§ **CONSEGNA ESERCIZIO**
Puoi trascrivere parola per parola il passo dell'ordinanza della Cassazione riportata più sotto che si apre con "che di tale" e si chiude con "camera di consiglio."?

§ **ESTRATTO DOCUMENTO**
----------

LA CORTE SUPREMA DI CASSAZIONE

SEZIONE SESTA CIVILE

SOTTOSEZIONE L

Composta dagli Ill.mi Sigg.ri Magistrati:

Dott. CURZIO Pietro – Presidente –

Dott. ARIENZO Rosa – rel. Consigliere –

Dott. FERNANDES Giulio – Consigliere –

Dott. GHINOY Paola – Consigliere –

Dott. MANCINO Rossana – Consigliere –

ha pronunciato la seguente:

ORDINANZA

sul ricorso 13745-2015 proposto da:

T.M., elettivamente domiciliato in ROMA, PIAZZA CAVOUR

presso la CORTE DI CASSAZIONE, rappresentato e difeso dall’avvocato

SAVERIO GIANGRANDI, giusta procura speciale in calce al ricorso;

– ricorrente –

contro

I.N.P.S. – ISTITUTO NAZIONALE DELLA PREVIDENZA SOCIALE, C.F.

(OMISSIS), in persona del legale rappresentante in proprio e quale

procuratore speciale della SOCIETA’ DI CARTOLARIZZAZIONE DEI CREDITI

I.N.P.S. (S.C.C.I.) S.p.A. C.F. (OMISSIS), elettivamente domiciliato

in ROMA, VIA CESARE BECCARIA 29, presso la sede dell’AVVOCATURA

dell’Istituto medesimo, rappresentato e difeso unitamente e

disgiuntamente dagli avvocati CARLA D’ALOISIO, GIUSEPPE MATANO,

ANTONINO SGROI, LELIO MARITATO ed EMANUELE DE ROSE, giusta procura a

margine del controricorso;

– controricorrente –

e contro

EQUITALIA CENTRO S.P.A.;

– intimata –

avverso la sentenza n. 823/2014 della CORTE D’APPELLO di FIRENZE,

depositata il 25/11/2014;

udita la relazione della causa svolta nella camera di consiglio non

partecipata del 07/03/2017 dal Consigliere Dott. ROSA ARIENZO.

Fatto

RILEVATO

che, con sentenza del 25.11.2014, la Corte di appello di Firenze, su gravame dell’INPS, in riforma della sentenza di primo grado, respingeva le opposizioni proposte da T.M. avverso le cartelle esattoriali emesse per la riscossione di contributi previdenziali della Gestione Commercianti e relativi accessori, ritenendo che – pacifica l’assoggettabilità a doppia iscrizione in ipotesi di svolgimento di attività lavorativa commerciale e di attività facente capo alla gestione separata di cui alla L. n. 335 del 1995, art. 2, comma 26, – le attività espletate dall’appellato (in particolare la stipula e la verifica dell’esecuzione dei contratti pubblicitari) attenessero alla concreta attività imprenditoriale della Torelli srl, della quale il predetto era anche amministratore, e che ciò determinava la sussistenza delle condizioni per l’iscrizione anche alla Gestione suindicata;

che di tale decisione il T. chiede la cassazione, affidando l’impugnazione a quattro motivi, cui ha opposto difese l’INPS, anche quale mandataria della SCCI, con controricorso, laddove Equitalia Centro spa è rimasta intimata;

che la proposta del relatore, ai sensi dell’art. 380-bis c.p.c., è stata comunicata alle parti, unitamente al decreto di fissazione dell’adunanza in camera di consiglio.

----------

§ **SEZIONE DATI**
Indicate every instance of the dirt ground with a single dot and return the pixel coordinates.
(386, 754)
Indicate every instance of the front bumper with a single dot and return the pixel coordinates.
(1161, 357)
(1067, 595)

----------

§ **SOLUZIONE**
che di tale decisione il T. chiede la cassazione, affidando l’impugnazione a quattro motivi, cui ha opposto difese l’INPS, anche quale mandataria della SCCI, con controricorso, laddove Equitalia Centro spa è rimasta intimata;

che la proposta del relatore, ai sensi dell’art. 380-bis c.p.c., è stata comunicata alle parti, unitamente al decreto di fissazione dell’adunanza in camera di consiglio.